═══ RECORDS FOR PROCESSING ═══

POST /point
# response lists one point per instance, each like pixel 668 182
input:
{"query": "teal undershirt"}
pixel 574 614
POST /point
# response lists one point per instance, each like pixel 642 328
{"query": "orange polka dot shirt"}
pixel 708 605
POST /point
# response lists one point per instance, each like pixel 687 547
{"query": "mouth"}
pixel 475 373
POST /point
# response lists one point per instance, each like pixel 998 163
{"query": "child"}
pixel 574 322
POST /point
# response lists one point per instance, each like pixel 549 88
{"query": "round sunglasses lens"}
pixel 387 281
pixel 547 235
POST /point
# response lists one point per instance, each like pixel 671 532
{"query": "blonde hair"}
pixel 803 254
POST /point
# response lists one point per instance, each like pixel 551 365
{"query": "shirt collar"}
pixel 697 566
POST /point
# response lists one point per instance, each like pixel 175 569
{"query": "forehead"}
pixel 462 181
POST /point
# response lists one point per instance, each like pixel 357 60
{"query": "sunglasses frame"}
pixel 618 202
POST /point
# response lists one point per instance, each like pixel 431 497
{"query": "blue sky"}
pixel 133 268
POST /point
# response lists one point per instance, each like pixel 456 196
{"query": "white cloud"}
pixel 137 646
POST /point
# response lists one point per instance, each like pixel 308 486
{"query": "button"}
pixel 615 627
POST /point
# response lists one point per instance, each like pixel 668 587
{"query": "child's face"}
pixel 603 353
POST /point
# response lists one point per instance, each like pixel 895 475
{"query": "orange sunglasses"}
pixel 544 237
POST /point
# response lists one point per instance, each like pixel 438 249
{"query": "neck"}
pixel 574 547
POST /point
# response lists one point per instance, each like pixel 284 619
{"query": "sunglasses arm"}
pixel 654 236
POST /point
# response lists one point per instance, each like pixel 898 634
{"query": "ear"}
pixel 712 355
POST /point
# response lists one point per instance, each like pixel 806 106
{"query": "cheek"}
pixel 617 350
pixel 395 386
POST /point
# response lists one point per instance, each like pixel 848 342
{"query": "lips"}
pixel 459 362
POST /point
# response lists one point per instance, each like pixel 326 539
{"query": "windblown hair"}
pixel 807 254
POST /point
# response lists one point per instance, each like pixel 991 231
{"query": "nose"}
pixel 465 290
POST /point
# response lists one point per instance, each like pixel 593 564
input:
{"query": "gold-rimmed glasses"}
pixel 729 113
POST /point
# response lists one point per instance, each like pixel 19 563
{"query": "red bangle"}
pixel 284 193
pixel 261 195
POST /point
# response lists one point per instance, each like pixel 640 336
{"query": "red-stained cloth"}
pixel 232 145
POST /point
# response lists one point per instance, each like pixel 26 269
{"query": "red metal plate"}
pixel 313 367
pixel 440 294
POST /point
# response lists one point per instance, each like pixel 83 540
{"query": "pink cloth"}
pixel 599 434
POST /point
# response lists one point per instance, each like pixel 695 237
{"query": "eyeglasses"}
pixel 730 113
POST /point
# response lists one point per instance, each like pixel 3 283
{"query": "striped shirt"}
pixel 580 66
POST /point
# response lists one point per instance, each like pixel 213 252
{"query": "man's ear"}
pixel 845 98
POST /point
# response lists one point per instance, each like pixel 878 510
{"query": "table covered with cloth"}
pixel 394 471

═══

#### WHAT THE EXERCISE ASKS
Set down the listing in full, keeping every word exactly as it is.

#### ANSWER TO THIS PROBLEM
POST /point
# response lists one point per instance, each like pixel 668 182
input:
{"query": "teal undershirt"}
pixel 574 614
POST /point
# response lists one point per instance, each like pixel 642 328
{"query": "orange polka dot shirt"}
pixel 708 605
POST /point
# response lists one point per instance, each like pixel 687 547
{"query": "mouth"}
pixel 475 373
POST /point
# response lists one point per instance, each like pixel 998 163
{"query": "child"}
pixel 574 322
POST /point
# response lists one point per instance, each like pixel 549 88
{"query": "round sunglasses lens"}
pixel 387 281
pixel 547 235
POST /point
# response lists one point per instance, each like pixel 671 532
{"query": "blonde hair"}
pixel 803 254
POST /point
# response lists one point per instance, each like pixel 551 365
{"query": "shirt collar"}
pixel 697 566
POST /point
# response lists one point per instance, each like pixel 175 569
{"query": "forehead"}
pixel 462 181
POST /point
# response lists one point per instance, each like pixel 357 60
{"query": "sunglasses frame"}
pixel 618 202
POST /point
# response lists one point per instance, each like pixel 431 497
{"query": "blue sky"}
pixel 133 268
POST /point
# response lists one point per instance, each like pixel 456 196
{"query": "white cloud"}
pixel 137 646
POST /point
# response lists one point per instance, each like pixel 308 486
{"query": "button"}
pixel 615 627
POST /point
# response lists one point per instance, each like pixel 668 587
{"query": "child's face"}
pixel 603 353
POST /point
# response lists one point per instance, each like pixel 895 475
{"query": "orange sunglasses"}
pixel 544 237
POST /point
# response lists one point per instance, each like pixel 438 249
{"query": "neck"}
pixel 574 547
POST /point
# response lists one point per instance, each like pixel 284 619
{"query": "sunglasses arm"}
pixel 654 236
POST /point
# response lists one point per instance, each like pixel 898 634
{"query": "ear"}
pixel 712 355
POST /point
# response lists one point per instance, each like pixel 806 106
{"query": "cheek"}
pixel 617 350
pixel 395 386
POST /point
# response lists one point per instance, each like pixel 848 342
{"query": "lips"}
pixel 459 362
POST /point
# response lists one point per instance, each like pixel 326 539
{"query": "windblown hair"}
pixel 807 254
POST /point
# response lists one point per instance, each like pixel 991 231
{"query": "nose"}
pixel 465 290
POST /point
# response lists one point per instance, each like pixel 593 564
input:
{"query": "gold-rimmed glasses"}
pixel 729 113
POST /point
# response lists one point per instance, each like pixel 19 563
{"query": "red bangle"}
pixel 284 193
pixel 261 195
POST /point
# response lists one point per instance, each like pixel 640 336
{"query": "red-stained cloth"}
pixel 232 145
POST /point
# response lists one point per instance, each like pixel 26 269
{"query": "red metal plate"}
pixel 313 367
pixel 440 294
POST /point
# response lists one point per instance, each like pixel 83 540
{"query": "pink cloth"}
pixel 599 434
POST /point
# response lists one point per instance, each like pixel 695 237
{"query": "eyeglasses"}
pixel 730 113
POST /point
# response lists one point per instance, each like pixel 3 283
{"query": "striped shirt"}
pixel 580 66
POST /point
# response lists one point per instance, each like pixel 213 252
{"query": "man's ear"}
pixel 845 98
POST /point
# response lists one point per instance, each like pixel 878 510
{"query": "table covered with cloth"}
pixel 394 471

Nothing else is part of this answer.